Work to complete: Give all of the material below as a two-column CSV with the headers instruction and points, one row for each "Task:" line: the task's text in instruction and the answer that follows it in points, each in a single quoted field with line breaks turned into spaces. Leave the pictures out.

Data section:
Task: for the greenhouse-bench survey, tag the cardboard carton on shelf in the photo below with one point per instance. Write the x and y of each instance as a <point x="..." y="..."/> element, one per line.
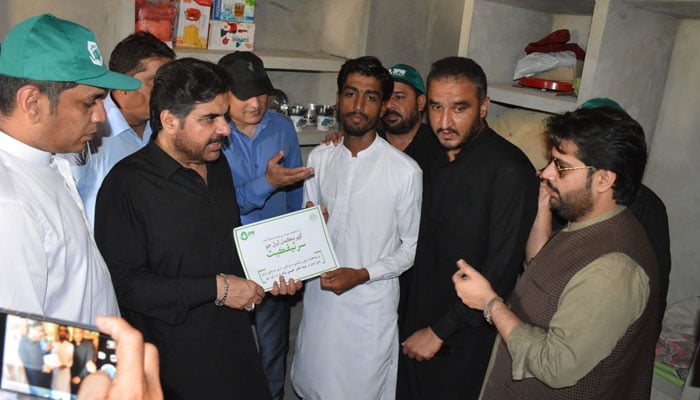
<point x="193" y="24"/>
<point x="229" y="35"/>
<point x="562" y="74"/>
<point x="234" y="10"/>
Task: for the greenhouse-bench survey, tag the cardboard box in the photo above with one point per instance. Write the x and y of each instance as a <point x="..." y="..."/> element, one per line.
<point x="193" y="24"/>
<point x="234" y="10"/>
<point x="563" y="74"/>
<point x="229" y="35"/>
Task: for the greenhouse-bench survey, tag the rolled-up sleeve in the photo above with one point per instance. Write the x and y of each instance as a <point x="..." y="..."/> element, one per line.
<point x="595" y="309"/>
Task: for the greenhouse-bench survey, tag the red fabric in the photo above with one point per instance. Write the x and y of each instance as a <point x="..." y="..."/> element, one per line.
<point x="556" y="42"/>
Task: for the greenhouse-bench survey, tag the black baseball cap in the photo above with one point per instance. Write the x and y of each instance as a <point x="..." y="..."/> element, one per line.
<point x="246" y="73"/>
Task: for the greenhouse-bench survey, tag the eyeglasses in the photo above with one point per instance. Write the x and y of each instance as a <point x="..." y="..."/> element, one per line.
<point x="561" y="169"/>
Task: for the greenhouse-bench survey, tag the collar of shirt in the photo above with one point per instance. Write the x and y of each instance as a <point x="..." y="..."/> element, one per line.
<point x="164" y="164"/>
<point x="23" y="151"/>
<point x="370" y="150"/>
<point x="117" y="123"/>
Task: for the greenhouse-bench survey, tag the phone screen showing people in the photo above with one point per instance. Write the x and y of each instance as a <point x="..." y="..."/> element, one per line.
<point x="49" y="358"/>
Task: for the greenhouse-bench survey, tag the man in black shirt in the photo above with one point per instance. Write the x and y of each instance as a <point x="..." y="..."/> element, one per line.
<point x="479" y="202"/>
<point x="164" y="223"/>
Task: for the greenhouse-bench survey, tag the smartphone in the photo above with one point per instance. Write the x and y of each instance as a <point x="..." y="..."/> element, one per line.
<point x="48" y="358"/>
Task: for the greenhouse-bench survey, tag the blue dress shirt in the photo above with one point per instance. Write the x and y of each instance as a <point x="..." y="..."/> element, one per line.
<point x="248" y="161"/>
<point x="114" y="140"/>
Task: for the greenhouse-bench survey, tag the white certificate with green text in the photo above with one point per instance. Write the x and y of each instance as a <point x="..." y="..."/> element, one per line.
<point x="294" y="245"/>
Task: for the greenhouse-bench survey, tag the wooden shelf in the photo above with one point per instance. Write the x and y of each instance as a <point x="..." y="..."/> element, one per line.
<point x="277" y="59"/>
<point x="532" y="98"/>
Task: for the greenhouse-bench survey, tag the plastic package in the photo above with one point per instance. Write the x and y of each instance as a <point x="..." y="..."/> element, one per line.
<point x="534" y="63"/>
<point x="156" y="17"/>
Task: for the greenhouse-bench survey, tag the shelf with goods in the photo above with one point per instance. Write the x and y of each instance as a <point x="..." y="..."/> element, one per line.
<point x="628" y="46"/>
<point x="495" y="33"/>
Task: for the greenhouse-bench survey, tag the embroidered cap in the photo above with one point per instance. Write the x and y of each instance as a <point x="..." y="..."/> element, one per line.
<point x="408" y="75"/>
<point x="246" y="73"/>
<point x="47" y="48"/>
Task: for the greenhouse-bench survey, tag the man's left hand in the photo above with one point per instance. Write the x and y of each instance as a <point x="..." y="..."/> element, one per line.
<point x="422" y="345"/>
<point x="474" y="290"/>
<point x="343" y="279"/>
<point x="282" y="287"/>
<point x="278" y="176"/>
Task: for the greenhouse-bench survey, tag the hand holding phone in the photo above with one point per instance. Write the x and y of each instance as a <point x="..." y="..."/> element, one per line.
<point x="47" y="357"/>
<point x="137" y="375"/>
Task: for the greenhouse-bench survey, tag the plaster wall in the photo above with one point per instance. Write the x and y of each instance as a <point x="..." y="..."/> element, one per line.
<point x="674" y="166"/>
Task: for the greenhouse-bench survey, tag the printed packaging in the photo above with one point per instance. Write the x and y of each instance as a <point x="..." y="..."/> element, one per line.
<point x="229" y="35"/>
<point x="193" y="24"/>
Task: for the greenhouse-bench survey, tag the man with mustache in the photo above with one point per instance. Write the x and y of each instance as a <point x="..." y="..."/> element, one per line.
<point x="347" y="342"/>
<point x="265" y="160"/>
<point x="582" y="322"/>
<point x="164" y="223"/>
<point x="52" y="85"/>
<point x="479" y="201"/>
<point x="401" y="123"/>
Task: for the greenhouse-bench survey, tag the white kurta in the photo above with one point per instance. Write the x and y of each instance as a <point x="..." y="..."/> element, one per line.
<point x="347" y="346"/>
<point x="50" y="263"/>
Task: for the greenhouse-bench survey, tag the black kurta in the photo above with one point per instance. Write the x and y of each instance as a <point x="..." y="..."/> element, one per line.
<point x="422" y="146"/>
<point x="165" y="234"/>
<point x="479" y="207"/>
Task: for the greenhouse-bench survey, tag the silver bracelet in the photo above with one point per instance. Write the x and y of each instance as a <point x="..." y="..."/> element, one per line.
<point x="489" y="306"/>
<point x="220" y="302"/>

Result:
instruction,points
"Task: for the greenhouse-bench survey, tag the cardboard carton on shelf in the photo below with one point per instance. Write the x and y of each instance as a <point x=""..."" y=""...""/> element, one per line.","<point x=""193"" y=""24""/> <point x=""229"" y=""35""/> <point x=""562"" y=""74""/> <point x=""234"" y=""10""/>"
"Task: for the greenhouse-bench survey, tag the cardboard box in the photo above with one point per instance. Write the x and y of each instance as a <point x=""..."" y=""...""/> element, one per line.","<point x=""193"" y=""24""/> <point x=""234"" y=""10""/> <point x=""563"" y=""74""/> <point x=""229"" y=""35""/>"
"Task: for the greenhouse-bench survey, tag the rolled-up sleeve in the photo above with one point per instance. Write the x and y of each instance as a <point x=""..."" y=""...""/> element, one per line.","<point x=""595"" y=""309""/>"
"Task: for the greenhouse-bench survey, tag the red fabric in the photo above with one point per instance. Write the x and y of each instance as a <point x=""..."" y=""...""/> element, one per line.","<point x=""556"" y=""42""/>"
"Task: for the greenhouse-bench survey, tag the black baseball cap in the photo above with one point per instance. Write the x and y of each instance as a <point x=""..."" y=""...""/> element, one per line.","<point x=""246"" y=""73""/>"
"Task: for the greenhouse-bench survey, tag the eyeglasses in the photo above with one point per instance. Write the x and y of each instance as a <point x=""..."" y=""...""/> element, one per line.","<point x=""561"" y=""169""/>"
"Task: for the greenhouse-bench survey, tag the collar of shirt in the photo above with one point per instance. Write the x and y of each instance as a <point x=""..."" y=""...""/> element, one per line.","<point x=""164"" y=""164""/> <point x=""23"" y=""151""/> <point x=""370"" y=""150""/> <point x=""117"" y=""123""/>"
"Task: for the greenhouse-bench survey, tag the phone screen showing people in the photo above with one point per instance. Write the x and y of each instance as a <point x=""..."" y=""...""/> element, one per line.","<point x=""49"" y=""358""/>"
"Task: for the greenhouse-bench survey, tag the man in black shirt in the photo above with one point per instance. Write the x and y of each instance as a <point x=""..."" y=""...""/> element, one per line.","<point x=""479"" y=""202""/> <point x=""164"" y=""223""/>"
"Task: for the greenhouse-bench survey, tag the smartphone in the photo above with one point per instance. Write the x and y of each instance as a <point x=""..."" y=""...""/> element, one per line.","<point x=""48"" y=""358""/>"
"Task: for the greenhouse-bench survey, tag the blue dress shirt in the photo above with one point per instance. Write the x and y of each instance as a <point x=""..."" y=""...""/> element, one per line.","<point x=""248"" y=""161""/> <point x=""114"" y=""140""/>"
"Task: for the greenhouse-bench survey, tag the white certificate with green text in the photo above with one point per instance. Write the x and y of each instance as a <point x=""..."" y=""...""/> element, one per line.","<point x=""294"" y=""245""/>"
"Task: for the greenhouse-bench survey, tag the wooden shelf in the photo above with one point per instance. Write the x and y of each instance as a <point x=""..."" y=""...""/> element, one per line.","<point x=""277"" y=""59""/> <point x=""532"" y=""98""/>"
"Task: for the greenhouse-bench survey, tag the plastic package in the photo above with one point per instance. Write the x and y of each instance as a <point x=""..."" y=""...""/> element, one per line.","<point x=""534"" y=""63""/> <point x=""156"" y=""17""/>"
"Task: for the greenhouse-bench survey, tag the shelf with goods in the photo above with one point per instance. Write the x and y of each instance as a <point x=""..."" y=""...""/> element, one per line.","<point x=""628"" y=""46""/> <point x=""495"" y=""33""/>"
"Task: for the greenhouse-bench survey, tag the embroidered cap in the photo above with one point per instance. Write the x and y of each instance as a <point x=""..."" y=""...""/> element, one per line.","<point x=""408"" y=""75""/> <point x=""246"" y=""73""/> <point x=""47"" y=""48""/>"
"Task: for the greenhouse-bench survey, tag the man's left hand in the photo above with one point per instance. Write the x and y of each instance as a <point x=""..."" y=""...""/> element, one per line.","<point x=""422"" y=""345""/> <point x=""474"" y=""290""/> <point x=""343"" y=""279""/> <point x=""282"" y=""287""/> <point x=""278"" y=""176""/>"
"Task: for the greenhouse-bench survey, tag the hand holding phone in the photo above with one point per instance. Write the x and y of each instance as a <point x=""..."" y=""...""/> element, one per line.","<point x=""47"" y=""357""/> <point x=""137"" y=""375""/>"
"Task: for the greenhouse-bench survey, tag the plaster wall in the photo above with one point per instance. Write the x and y of each instance as a <point x=""..."" y=""...""/> element, one per line.","<point x=""674"" y=""166""/>"
"Task: for the greenhouse-bench survey, tag the printed packaging in the photo above with one point per instance. Write the x and y of each instance as a <point x=""..."" y=""...""/> element, one per line.","<point x=""229"" y=""35""/> <point x=""193"" y=""24""/>"
"Task: for the greenhouse-bench survey, tag the man with mustache in the photo above with one point per instance. Write the x and y of each instance as a <point x=""..."" y=""...""/> element, one per line.","<point x=""347"" y=""342""/> <point x=""265"" y=""160""/> <point x=""582"" y=""322""/> <point x=""164"" y=""223""/> <point x=""52"" y=""85""/> <point x=""479"" y=""201""/> <point x=""401"" y=""123""/>"
"Task: for the greenhouse-bench survey, tag the white kurta in the photo above with one point per instance. Write the x and y of each instance as a <point x=""..."" y=""...""/> element, one per line.","<point x=""347"" y=""346""/> <point x=""50"" y=""263""/>"
"Task: for the greenhouse-bench survey, tag the black kurta in the photo above with one point per instance. Write the x and y of each instance as a <point x=""..."" y=""...""/> element, one per line.","<point x=""422"" y=""146""/> <point x=""165"" y=""234""/> <point x=""479"" y=""207""/>"
"Task: for the greenhouse-bench survey, tag the silver bracelet in the photo above with one point per instance. Write the x and y of each instance as a <point x=""..."" y=""...""/> element, one per line.","<point x=""489"" y=""306""/> <point x=""220"" y=""302""/>"